___ Texte cité ___

J'ai débranché, éteins, le disque dur, l'Imac, rebranché avec le DDE éteint, allumé, etc, plusieurs fois sans changement.
Un grand merci pour vos réponses.
Bullitt


----------



## boninmi (18 Avril 2011)

bullittriders a dit:


> Lorsque je lance "utilitaire disque" il apparait donc je peux faire une vérification ou une réparation (ce que j'ai fait) ou même reformater le disque (ce que je ne peux évidement pas faire car je perd toute mes données !) mais je ne peux plus lire les données de mon disque.


Dans ces conditions, le bouton "Monter" est-il actif ? Si oui, le cliquer.
(quatrième bouton de la barre du haut à partir de la gauche; sélectionner d'abord le disque "logique" dont l'icone est en bas, légèrement décalée vers la droite).


----------



## bullittriders (19 Avril 2011)

Bonjour et merci pour le coup de main,
Alors le bouton est bien visible mais lorsque je clic dessus un message apparait et me dit :

Échec du montage
Impossible de monter le disque «*LaCie*».

___

* **À faire**
A - Dans le texte cité, relevez toutes les opérations que l'auteur dit pouvoir faire dans « utilitaire disque », d'après la phrase qui commence par « Lorsque je lance ».
B - Regroupez toutes les lignes ci-dessous qui contiennent le mot "bicycle", en tenant compte des majuscules et des minuscules.

___ Données fournies ___

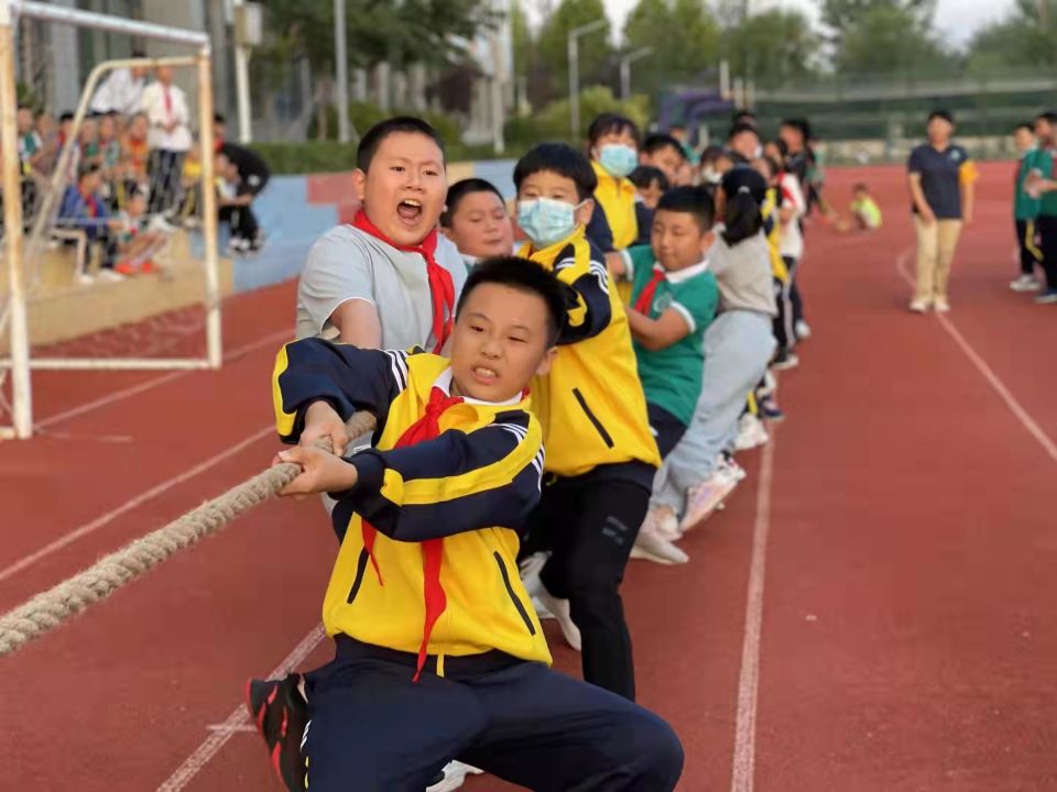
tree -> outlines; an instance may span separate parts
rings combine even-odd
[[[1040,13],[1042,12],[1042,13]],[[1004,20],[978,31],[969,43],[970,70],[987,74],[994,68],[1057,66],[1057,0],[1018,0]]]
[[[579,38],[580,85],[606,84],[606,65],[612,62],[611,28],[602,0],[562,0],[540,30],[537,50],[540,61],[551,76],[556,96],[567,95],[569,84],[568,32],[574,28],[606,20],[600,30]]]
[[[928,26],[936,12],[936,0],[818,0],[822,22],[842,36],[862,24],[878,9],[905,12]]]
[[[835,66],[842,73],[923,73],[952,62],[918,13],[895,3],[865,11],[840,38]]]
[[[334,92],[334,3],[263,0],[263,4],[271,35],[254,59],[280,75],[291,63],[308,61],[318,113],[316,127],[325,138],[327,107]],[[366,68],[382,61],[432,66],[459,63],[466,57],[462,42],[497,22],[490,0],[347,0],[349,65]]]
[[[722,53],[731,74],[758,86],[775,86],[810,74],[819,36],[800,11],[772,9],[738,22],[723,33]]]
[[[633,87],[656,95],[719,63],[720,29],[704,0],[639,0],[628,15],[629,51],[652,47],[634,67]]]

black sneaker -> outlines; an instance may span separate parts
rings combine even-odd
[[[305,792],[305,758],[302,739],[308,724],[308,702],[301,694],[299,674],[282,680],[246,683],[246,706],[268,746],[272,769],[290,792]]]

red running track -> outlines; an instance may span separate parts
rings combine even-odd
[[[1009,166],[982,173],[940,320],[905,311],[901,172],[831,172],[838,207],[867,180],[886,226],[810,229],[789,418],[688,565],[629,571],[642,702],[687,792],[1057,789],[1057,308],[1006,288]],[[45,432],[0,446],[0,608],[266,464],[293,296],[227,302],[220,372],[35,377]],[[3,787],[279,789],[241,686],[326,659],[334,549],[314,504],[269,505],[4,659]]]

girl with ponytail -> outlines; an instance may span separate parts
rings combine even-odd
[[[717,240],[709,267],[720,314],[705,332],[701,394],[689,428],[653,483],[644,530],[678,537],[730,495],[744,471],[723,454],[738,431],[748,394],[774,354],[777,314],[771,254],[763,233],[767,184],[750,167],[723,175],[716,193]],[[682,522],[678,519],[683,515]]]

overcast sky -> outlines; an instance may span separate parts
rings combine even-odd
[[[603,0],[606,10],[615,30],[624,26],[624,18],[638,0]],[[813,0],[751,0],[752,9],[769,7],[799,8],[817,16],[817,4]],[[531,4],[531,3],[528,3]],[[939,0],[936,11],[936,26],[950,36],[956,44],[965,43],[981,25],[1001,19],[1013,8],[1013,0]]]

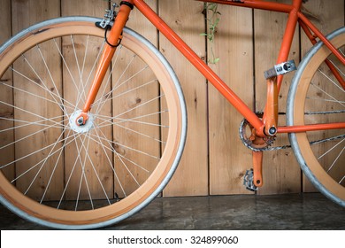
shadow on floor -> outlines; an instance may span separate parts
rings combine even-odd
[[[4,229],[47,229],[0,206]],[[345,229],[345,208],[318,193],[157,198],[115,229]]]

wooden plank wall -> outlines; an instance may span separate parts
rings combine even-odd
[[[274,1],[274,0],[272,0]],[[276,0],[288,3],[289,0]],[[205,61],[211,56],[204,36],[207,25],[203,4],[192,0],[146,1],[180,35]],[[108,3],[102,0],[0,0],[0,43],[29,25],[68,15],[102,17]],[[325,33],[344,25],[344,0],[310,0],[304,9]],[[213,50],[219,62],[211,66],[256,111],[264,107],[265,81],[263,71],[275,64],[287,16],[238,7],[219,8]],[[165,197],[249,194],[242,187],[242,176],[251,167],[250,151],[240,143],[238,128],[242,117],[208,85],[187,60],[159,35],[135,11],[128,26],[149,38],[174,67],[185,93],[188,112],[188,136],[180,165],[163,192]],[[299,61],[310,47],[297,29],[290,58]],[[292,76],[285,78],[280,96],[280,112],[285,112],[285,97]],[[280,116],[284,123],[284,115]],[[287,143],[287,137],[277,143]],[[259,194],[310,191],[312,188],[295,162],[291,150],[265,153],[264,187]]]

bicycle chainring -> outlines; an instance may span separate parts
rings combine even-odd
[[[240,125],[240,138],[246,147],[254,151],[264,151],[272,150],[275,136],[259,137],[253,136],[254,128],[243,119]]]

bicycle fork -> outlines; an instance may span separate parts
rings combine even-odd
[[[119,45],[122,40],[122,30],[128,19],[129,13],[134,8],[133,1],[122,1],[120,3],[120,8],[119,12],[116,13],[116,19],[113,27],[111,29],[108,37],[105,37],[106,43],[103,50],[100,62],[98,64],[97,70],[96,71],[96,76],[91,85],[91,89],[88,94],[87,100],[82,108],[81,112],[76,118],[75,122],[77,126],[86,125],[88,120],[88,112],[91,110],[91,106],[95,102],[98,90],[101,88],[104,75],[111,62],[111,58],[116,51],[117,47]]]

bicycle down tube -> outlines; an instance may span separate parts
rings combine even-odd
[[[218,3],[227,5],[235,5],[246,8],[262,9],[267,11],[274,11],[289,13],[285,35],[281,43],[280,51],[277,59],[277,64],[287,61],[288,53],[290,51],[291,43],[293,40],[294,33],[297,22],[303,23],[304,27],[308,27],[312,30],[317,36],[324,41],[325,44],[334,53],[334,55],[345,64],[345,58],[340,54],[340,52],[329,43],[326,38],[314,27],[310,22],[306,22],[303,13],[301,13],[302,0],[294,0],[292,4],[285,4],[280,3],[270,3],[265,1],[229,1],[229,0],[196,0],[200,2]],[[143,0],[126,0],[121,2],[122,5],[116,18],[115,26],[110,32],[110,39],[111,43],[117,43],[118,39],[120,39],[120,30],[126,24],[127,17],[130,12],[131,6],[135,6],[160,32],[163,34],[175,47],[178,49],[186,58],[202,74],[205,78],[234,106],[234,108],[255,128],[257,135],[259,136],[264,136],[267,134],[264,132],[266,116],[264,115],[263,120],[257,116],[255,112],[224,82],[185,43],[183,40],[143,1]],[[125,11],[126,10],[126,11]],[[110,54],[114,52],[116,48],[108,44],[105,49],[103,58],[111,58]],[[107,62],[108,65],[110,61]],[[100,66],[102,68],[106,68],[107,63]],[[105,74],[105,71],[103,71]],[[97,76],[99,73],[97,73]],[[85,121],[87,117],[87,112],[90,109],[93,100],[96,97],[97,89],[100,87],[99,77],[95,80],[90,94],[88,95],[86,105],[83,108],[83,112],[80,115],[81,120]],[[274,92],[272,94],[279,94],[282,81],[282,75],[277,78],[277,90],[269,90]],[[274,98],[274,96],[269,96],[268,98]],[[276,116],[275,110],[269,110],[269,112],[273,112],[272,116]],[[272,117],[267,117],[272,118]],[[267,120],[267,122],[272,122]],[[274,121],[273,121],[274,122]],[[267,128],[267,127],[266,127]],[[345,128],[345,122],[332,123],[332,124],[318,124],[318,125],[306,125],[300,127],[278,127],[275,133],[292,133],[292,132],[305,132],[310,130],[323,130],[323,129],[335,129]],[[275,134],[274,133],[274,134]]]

___
___ Données fournies ___

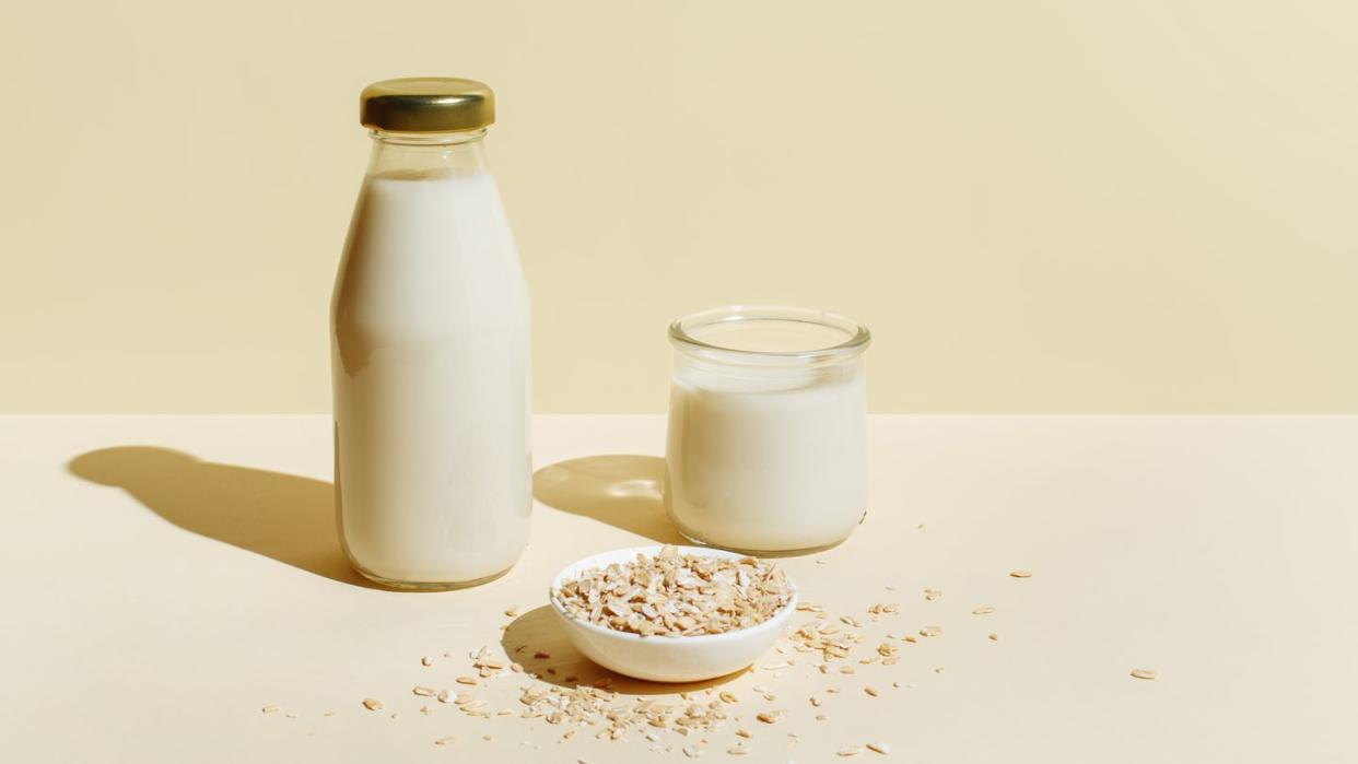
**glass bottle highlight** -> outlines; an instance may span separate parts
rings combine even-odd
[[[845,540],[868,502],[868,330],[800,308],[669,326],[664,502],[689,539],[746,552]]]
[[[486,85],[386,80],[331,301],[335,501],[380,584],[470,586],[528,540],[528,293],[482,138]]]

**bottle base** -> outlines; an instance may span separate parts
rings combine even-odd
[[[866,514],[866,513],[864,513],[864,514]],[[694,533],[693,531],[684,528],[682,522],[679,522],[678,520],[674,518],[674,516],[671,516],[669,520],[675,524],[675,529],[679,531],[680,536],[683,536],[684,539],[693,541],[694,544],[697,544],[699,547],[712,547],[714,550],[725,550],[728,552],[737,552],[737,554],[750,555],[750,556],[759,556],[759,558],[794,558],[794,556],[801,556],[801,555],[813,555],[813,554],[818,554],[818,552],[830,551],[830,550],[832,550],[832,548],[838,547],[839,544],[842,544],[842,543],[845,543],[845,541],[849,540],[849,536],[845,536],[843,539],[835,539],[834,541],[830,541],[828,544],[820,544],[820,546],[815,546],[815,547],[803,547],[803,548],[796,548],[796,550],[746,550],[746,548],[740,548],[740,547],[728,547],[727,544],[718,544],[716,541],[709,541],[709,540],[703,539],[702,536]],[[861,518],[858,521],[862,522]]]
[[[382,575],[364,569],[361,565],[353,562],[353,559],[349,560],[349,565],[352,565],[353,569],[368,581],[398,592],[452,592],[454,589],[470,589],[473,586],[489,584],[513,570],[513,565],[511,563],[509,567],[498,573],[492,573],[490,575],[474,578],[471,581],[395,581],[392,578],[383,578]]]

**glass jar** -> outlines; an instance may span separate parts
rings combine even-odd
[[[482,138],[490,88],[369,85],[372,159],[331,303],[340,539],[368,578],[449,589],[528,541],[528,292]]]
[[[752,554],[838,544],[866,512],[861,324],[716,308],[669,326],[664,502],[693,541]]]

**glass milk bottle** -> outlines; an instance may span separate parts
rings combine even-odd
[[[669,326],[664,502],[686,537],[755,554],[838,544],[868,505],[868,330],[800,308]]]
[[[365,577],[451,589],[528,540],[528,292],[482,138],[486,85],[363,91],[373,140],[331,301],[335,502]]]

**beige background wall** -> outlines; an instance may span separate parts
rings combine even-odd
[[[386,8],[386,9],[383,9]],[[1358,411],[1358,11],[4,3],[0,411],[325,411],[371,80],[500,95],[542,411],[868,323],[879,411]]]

___

* **Réponses**
A -
- une vérification
- une réparation
- reformater le disque

B -
bicycle chainring -> outlines; an instance may span separate parts
bicycle fork -> outlines; an instance may span separate parts
bicycle down tube -> outlines; an instance may span separate parts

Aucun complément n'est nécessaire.